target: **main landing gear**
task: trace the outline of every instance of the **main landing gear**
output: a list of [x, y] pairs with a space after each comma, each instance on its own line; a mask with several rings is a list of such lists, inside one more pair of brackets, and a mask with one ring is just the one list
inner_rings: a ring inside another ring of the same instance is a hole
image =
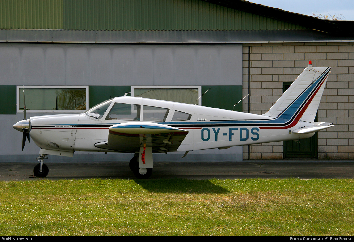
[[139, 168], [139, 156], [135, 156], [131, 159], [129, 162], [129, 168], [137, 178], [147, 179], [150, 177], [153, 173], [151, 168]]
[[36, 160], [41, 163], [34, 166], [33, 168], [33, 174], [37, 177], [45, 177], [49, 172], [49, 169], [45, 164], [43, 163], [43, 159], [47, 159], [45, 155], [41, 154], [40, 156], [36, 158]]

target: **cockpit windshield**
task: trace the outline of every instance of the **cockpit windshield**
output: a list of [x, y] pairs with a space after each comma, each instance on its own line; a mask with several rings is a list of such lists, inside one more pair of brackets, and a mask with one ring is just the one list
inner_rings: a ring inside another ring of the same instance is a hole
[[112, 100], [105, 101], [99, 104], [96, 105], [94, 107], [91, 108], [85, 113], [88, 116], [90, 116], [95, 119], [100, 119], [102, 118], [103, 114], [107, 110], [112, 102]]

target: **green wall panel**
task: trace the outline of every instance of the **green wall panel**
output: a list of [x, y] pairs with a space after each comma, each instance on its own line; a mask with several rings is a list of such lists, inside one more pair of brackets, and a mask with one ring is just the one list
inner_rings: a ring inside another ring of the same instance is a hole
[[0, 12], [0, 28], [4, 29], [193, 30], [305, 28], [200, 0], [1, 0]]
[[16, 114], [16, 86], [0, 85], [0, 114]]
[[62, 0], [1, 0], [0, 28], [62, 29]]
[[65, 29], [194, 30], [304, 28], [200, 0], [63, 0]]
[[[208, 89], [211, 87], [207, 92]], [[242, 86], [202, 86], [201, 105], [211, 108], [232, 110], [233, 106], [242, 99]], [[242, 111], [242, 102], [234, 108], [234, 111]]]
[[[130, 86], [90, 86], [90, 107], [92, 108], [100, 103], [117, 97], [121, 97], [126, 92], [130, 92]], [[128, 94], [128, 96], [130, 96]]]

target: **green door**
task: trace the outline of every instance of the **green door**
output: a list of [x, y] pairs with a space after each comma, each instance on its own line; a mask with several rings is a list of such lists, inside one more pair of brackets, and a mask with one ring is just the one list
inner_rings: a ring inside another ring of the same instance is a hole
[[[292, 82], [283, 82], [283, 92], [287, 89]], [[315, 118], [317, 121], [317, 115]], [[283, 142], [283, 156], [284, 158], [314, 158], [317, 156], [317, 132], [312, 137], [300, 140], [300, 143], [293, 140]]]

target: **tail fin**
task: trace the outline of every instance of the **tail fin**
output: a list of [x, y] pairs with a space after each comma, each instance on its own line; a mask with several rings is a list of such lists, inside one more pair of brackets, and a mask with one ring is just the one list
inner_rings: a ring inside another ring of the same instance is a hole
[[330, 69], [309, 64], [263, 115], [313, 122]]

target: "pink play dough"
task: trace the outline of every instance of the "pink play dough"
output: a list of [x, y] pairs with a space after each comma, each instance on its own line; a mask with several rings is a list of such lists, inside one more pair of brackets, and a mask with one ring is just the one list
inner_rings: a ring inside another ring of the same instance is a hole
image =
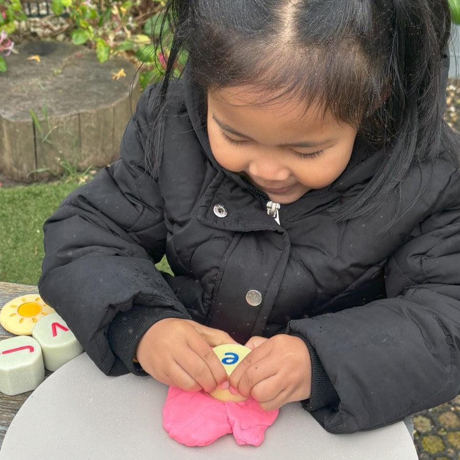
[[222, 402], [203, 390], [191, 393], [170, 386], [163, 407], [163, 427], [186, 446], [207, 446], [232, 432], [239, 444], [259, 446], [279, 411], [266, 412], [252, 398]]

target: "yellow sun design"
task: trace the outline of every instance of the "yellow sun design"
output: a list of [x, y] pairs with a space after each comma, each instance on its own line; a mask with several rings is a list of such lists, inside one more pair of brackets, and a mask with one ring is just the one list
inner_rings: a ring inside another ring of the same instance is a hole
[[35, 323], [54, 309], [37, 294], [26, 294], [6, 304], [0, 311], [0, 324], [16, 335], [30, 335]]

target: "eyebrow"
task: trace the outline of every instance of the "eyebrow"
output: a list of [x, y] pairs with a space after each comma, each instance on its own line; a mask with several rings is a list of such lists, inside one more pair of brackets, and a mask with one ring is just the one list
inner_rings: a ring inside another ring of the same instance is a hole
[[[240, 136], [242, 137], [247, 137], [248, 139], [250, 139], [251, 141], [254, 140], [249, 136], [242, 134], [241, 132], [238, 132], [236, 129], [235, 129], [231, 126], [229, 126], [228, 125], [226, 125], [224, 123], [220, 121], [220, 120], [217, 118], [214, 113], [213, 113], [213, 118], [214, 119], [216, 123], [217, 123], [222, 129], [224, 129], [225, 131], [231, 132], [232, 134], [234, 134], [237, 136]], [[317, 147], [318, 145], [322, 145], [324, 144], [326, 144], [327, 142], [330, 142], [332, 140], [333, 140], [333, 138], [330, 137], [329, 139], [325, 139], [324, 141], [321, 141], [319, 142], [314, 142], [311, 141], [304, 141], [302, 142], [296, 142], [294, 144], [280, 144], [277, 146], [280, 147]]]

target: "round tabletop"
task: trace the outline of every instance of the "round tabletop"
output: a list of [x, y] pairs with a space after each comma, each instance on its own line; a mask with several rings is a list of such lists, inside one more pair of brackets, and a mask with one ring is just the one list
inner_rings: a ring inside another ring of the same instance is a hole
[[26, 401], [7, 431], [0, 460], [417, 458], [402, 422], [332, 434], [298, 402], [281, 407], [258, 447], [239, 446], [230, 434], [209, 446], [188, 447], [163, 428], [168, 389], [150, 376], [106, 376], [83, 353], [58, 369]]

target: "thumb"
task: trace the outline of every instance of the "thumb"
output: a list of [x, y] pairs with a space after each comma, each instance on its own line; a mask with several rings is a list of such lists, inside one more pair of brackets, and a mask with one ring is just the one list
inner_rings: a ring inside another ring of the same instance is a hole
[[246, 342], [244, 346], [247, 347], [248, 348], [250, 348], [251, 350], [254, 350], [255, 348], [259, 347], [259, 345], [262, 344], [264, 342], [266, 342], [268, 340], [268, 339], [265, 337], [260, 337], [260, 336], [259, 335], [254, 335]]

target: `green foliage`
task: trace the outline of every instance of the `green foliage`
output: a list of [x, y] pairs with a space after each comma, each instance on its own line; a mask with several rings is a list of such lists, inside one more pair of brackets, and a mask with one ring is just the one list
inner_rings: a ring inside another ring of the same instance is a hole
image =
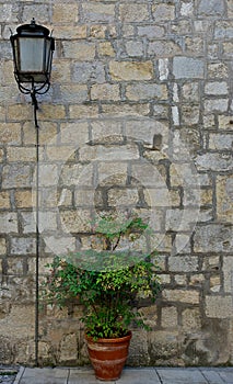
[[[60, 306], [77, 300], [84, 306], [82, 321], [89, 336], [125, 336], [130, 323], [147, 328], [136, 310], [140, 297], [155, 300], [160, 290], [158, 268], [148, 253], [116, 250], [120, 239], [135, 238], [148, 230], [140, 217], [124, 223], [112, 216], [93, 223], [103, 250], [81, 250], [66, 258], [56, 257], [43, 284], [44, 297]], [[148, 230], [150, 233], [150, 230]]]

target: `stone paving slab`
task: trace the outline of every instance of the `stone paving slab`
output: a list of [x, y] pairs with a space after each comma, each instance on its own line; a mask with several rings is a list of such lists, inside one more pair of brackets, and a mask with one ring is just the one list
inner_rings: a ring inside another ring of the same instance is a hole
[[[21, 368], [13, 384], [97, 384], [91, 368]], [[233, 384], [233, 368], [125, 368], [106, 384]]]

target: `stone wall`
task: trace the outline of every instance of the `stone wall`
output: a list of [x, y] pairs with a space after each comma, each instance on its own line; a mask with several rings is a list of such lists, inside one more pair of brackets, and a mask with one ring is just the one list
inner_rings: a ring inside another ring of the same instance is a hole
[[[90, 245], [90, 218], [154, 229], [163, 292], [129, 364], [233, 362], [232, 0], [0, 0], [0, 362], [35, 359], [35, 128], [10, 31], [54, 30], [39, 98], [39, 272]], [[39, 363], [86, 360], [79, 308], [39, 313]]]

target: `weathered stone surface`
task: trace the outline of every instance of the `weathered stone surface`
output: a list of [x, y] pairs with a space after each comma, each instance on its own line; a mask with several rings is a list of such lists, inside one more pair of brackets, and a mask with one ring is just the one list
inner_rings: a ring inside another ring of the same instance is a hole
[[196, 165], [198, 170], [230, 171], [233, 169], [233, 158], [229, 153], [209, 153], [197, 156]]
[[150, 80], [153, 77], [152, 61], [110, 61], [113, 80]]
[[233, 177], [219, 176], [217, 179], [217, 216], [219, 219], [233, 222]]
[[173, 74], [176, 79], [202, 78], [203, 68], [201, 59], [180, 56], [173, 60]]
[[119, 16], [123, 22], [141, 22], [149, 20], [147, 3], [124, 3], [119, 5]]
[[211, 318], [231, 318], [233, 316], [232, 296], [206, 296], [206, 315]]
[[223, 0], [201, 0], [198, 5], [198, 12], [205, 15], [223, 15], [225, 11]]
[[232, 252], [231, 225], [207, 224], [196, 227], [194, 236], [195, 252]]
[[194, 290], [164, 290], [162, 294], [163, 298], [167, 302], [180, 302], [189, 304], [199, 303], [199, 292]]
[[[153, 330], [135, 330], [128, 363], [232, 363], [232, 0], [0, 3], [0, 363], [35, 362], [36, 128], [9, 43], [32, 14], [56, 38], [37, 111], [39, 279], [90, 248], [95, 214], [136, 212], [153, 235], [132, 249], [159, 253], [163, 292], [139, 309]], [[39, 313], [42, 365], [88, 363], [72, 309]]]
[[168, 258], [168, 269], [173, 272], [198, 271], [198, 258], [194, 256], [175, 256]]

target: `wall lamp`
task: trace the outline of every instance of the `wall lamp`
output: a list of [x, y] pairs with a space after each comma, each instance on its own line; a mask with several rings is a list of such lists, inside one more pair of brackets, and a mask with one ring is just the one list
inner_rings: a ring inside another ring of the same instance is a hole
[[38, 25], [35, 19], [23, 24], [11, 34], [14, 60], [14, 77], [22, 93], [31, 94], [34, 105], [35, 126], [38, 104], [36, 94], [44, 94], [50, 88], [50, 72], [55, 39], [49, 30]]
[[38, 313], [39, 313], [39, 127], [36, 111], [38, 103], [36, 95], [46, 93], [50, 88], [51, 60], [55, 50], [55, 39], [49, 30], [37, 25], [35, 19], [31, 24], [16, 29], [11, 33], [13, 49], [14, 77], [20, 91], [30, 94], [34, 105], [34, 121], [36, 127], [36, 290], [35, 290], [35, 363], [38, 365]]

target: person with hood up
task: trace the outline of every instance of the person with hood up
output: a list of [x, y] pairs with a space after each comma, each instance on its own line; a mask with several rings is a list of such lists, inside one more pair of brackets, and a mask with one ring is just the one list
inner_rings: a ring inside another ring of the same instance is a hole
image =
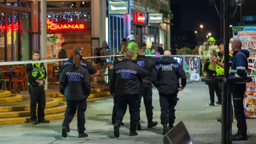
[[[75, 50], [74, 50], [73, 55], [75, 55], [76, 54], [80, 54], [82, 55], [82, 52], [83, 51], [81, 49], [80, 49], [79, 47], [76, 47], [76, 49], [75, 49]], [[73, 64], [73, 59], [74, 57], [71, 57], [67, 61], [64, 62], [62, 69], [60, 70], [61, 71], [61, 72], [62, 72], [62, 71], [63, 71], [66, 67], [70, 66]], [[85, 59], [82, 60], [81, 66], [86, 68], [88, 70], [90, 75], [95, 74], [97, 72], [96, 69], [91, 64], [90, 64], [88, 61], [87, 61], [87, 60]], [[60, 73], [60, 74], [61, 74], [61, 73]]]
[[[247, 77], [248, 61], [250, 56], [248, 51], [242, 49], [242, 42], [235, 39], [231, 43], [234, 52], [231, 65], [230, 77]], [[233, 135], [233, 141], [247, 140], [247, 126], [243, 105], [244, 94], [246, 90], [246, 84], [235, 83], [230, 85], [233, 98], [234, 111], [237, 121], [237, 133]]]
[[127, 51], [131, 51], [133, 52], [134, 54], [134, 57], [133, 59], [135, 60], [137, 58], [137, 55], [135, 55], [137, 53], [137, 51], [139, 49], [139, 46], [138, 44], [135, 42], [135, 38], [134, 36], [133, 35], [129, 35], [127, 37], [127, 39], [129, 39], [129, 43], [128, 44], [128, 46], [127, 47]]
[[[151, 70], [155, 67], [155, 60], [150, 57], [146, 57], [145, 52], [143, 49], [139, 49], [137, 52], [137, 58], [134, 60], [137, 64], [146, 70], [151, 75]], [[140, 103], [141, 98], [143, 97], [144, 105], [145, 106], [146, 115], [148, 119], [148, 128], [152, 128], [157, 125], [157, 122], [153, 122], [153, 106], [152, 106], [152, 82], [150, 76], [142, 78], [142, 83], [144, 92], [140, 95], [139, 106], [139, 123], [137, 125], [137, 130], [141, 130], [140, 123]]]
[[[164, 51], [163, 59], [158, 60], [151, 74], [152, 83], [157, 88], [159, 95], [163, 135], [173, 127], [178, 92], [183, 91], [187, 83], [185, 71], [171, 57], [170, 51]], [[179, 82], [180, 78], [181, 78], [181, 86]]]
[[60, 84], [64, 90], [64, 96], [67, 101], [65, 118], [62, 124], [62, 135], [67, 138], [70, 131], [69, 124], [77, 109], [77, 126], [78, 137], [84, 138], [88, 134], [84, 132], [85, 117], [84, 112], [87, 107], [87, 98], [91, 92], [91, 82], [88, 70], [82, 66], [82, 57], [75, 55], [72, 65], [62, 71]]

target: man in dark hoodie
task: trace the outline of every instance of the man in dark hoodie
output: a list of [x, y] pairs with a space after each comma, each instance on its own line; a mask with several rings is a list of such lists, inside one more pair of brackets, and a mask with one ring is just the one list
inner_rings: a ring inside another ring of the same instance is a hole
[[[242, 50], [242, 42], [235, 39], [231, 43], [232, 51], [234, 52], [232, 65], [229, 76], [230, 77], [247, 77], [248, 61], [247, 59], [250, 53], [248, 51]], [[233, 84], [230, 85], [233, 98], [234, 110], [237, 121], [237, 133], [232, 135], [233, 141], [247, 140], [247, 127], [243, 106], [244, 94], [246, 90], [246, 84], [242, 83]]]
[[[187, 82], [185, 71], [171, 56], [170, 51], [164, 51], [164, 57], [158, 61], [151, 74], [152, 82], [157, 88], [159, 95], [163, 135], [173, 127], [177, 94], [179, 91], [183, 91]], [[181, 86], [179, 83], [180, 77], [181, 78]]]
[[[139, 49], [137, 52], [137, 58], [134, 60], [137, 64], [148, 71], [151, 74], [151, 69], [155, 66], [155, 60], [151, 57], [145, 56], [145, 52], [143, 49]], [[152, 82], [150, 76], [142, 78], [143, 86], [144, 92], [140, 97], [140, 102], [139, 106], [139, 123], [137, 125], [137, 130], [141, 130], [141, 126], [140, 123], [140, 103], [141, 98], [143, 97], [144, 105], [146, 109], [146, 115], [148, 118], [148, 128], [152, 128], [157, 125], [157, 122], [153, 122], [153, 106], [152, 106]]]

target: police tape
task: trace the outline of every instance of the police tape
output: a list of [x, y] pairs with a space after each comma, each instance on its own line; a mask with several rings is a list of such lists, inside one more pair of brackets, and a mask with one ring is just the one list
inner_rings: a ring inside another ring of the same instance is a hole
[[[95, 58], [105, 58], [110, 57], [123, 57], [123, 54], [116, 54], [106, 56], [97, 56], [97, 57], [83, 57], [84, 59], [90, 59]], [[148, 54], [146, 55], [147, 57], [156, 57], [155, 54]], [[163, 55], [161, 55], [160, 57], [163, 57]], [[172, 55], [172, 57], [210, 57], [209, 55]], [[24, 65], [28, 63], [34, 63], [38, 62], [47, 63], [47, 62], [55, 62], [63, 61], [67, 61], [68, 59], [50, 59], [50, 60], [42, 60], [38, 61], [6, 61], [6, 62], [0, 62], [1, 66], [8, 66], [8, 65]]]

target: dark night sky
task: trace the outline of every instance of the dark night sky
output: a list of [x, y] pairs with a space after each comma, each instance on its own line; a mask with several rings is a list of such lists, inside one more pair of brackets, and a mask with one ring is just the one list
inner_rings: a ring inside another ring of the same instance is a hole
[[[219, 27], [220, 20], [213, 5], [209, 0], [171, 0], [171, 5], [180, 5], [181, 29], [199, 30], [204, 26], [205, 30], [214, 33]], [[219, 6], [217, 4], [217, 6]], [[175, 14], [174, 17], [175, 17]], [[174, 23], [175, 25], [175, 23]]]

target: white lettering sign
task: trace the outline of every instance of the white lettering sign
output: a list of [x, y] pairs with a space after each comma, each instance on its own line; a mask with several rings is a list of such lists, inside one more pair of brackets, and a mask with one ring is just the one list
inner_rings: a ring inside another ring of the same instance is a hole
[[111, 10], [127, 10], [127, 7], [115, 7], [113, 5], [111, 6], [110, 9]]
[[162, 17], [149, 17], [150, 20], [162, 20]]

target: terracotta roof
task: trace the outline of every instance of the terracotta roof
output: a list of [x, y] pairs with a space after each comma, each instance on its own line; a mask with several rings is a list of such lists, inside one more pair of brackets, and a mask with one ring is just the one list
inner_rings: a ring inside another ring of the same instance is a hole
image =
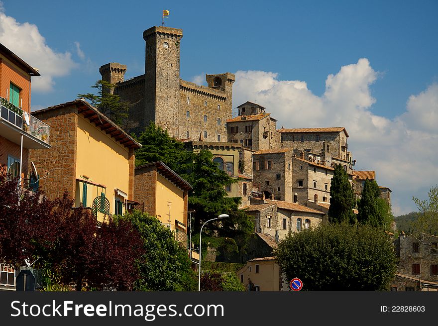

* [Goal]:
Rewrite the stretch from the line containing "target: man in dark hoodie" through the line containing "84], [242, 83]]]", putting "black hoodie" wherever "dark hoodie" appears and leaving everything else untouched.

* [Solution to this problem]:
target: man in black hoodie
task: trace the outline of every instance of the man in black hoodie
output: a list of [x, y] pairs with a space after each comma, each instance on its own line; a mask with several rings is a list of such lists, inside one more pair of brackets, and a mask with one ring is just the one list
inner_rings: a ring inside another ring of the same instance is a hole
[[[242, 50], [242, 42], [235, 39], [231, 43], [232, 51], [234, 52], [232, 65], [229, 76], [230, 77], [247, 77], [248, 61], [247, 59], [250, 53], [248, 51]], [[233, 84], [230, 85], [233, 98], [234, 110], [237, 121], [237, 133], [232, 135], [233, 141], [247, 140], [247, 127], [243, 106], [244, 94], [246, 90], [246, 84], [242, 83]]]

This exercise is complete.